▶ [EXERCISE OBJECTIVE]:
Output the lines of the entries from the line with "the green sticker" up to and including the line with "point(140, 9)" as a Markdown table with columns headed Number and Line, one row per line, omitting any blank lines.

Entries excerpted from a collection

▼▼▼

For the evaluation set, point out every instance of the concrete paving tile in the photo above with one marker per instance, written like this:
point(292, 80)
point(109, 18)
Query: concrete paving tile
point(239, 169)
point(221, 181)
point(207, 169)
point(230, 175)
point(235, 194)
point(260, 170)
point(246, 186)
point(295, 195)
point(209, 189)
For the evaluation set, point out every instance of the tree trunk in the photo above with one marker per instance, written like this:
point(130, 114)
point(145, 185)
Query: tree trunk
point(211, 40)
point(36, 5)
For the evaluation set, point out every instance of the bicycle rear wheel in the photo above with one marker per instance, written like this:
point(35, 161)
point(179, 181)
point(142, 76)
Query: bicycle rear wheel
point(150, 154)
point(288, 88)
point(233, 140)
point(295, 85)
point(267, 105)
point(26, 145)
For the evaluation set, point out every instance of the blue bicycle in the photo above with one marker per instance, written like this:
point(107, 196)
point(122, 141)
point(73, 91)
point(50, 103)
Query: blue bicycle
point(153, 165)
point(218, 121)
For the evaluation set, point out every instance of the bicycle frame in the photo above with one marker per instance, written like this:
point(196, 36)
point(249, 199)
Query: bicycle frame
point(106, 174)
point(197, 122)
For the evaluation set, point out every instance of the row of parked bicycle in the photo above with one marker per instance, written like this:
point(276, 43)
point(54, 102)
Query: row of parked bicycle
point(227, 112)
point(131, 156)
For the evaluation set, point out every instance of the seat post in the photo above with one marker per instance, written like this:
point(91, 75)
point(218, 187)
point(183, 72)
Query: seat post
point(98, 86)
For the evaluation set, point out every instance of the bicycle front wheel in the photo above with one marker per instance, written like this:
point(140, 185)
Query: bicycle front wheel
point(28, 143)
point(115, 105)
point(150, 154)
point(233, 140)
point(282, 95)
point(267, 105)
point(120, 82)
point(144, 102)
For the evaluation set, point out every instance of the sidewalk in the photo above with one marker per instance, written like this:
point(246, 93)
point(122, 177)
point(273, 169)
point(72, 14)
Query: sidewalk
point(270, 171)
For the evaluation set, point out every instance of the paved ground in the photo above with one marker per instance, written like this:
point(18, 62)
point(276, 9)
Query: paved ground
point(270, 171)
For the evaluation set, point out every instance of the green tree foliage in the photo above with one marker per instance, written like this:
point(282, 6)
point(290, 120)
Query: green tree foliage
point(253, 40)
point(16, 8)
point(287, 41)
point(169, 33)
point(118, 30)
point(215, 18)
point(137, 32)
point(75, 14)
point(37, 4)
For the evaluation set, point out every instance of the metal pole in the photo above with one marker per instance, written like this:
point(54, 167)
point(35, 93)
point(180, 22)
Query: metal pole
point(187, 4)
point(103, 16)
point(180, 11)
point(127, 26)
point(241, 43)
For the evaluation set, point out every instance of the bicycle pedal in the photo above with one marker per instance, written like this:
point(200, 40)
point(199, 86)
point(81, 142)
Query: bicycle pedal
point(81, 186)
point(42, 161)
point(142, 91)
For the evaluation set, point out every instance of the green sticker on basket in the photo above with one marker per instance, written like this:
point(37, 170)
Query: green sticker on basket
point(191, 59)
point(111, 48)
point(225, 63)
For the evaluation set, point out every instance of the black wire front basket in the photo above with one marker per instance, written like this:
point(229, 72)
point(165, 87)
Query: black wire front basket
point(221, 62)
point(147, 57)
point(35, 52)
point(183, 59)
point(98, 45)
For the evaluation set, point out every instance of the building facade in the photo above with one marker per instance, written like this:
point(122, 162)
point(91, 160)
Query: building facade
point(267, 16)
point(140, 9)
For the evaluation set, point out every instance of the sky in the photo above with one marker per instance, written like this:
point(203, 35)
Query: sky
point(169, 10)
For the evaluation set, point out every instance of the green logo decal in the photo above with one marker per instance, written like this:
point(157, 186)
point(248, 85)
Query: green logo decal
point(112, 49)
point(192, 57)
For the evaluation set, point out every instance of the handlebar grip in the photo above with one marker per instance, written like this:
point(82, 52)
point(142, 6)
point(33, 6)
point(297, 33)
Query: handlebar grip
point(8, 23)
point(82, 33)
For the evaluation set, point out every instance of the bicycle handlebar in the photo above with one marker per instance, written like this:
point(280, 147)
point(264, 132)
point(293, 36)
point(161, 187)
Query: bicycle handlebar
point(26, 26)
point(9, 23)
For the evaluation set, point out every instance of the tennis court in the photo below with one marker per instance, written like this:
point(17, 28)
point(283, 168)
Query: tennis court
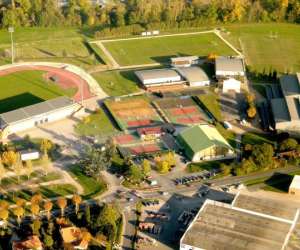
point(133, 113)
point(182, 111)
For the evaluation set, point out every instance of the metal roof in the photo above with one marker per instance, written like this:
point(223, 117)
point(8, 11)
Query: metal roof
point(193, 74)
point(229, 64)
point(35, 110)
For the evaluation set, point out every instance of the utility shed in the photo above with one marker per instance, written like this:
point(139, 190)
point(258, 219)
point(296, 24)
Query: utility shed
point(229, 66)
point(294, 188)
point(156, 77)
point(195, 76)
point(204, 142)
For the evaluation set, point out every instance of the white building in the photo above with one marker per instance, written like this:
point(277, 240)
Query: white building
point(158, 77)
point(185, 61)
point(195, 76)
point(31, 116)
point(231, 84)
point(229, 67)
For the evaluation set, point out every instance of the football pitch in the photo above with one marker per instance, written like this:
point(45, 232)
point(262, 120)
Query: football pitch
point(25, 88)
point(160, 49)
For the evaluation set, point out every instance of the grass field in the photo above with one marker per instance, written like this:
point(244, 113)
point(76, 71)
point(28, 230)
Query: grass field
point(25, 88)
point(268, 45)
point(117, 83)
point(160, 49)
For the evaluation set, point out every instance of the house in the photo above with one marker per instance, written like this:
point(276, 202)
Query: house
point(73, 238)
point(231, 84)
point(30, 243)
point(251, 221)
point(31, 116)
point(185, 61)
point(195, 76)
point(286, 110)
point(229, 67)
point(158, 77)
point(294, 188)
point(204, 142)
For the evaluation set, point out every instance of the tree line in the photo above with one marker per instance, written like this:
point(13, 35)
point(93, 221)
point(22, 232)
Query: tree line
point(146, 13)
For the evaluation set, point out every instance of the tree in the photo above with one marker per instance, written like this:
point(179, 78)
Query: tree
point(48, 207)
point(46, 145)
point(28, 168)
point(76, 200)
point(288, 144)
point(62, 203)
point(4, 214)
point(146, 166)
point(19, 212)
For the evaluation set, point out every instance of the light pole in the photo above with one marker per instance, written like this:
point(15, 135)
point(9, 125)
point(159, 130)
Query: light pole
point(11, 31)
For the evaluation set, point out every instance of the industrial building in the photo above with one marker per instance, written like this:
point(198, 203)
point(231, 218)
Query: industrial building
point(253, 221)
point(185, 61)
point(204, 142)
point(229, 67)
point(31, 116)
point(195, 76)
point(286, 110)
point(158, 77)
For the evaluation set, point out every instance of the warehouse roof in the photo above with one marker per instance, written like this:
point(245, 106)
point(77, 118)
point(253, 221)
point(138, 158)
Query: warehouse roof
point(261, 220)
point(34, 110)
point(156, 73)
point(229, 64)
point(193, 74)
point(201, 137)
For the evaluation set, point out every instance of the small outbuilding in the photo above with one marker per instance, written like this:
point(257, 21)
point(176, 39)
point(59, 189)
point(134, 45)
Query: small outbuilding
point(158, 77)
point(231, 84)
point(294, 188)
point(204, 142)
point(229, 67)
point(195, 76)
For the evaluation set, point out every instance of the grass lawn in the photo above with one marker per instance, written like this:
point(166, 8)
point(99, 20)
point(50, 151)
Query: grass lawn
point(160, 49)
point(91, 186)
point(25, 88)
point(256, 138)
point(96, 124)
point(262, 51)
point(208, 165)
point(117, 83)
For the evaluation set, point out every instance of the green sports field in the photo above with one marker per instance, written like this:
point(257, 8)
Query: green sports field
point(268, 46)
point(25, 88)
point(160, 49)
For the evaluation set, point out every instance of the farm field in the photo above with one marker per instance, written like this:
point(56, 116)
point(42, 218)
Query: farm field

▲▲▲

▶ [FINISHED EXERCISE]:
| Number | Line |
|---|---|
| 1 | For the evaluation set, point out every instance of the green sticker on basket in the photo above with one marker per instance, written like this: |
| 2 | point(37, 170) |
| 3 | Query: green sticker on basket |
| 4 | point(191, 59) |
| 5 | point(111, 48) |
| 6 | point(225, 63) |
| 7 | For the evaluation set, point out every instance of the black wire front basket in the photo above with one marker per instance, written like this: |
| 8 | point(229, 72) |
| 9 | point(165, 87) |
| 10 | Query: black wire front basket |
| 11 | point(221, 62) |
| 12 | point(147, 57) |
| 13 | point(35, 52) |
| 14 | point(183, 59) |
| 15 | point(98, 45) |
| 16 | For the evaluation set, point out every instance of the building facade in the photo above with one marker per instance, written like this: |
| 17 | point(122, 162) |
| 18 | point(91, 160) |
| 19 | Query: building facade |
| 20 | point(267, 16) |
| 21 | point(140, 9) |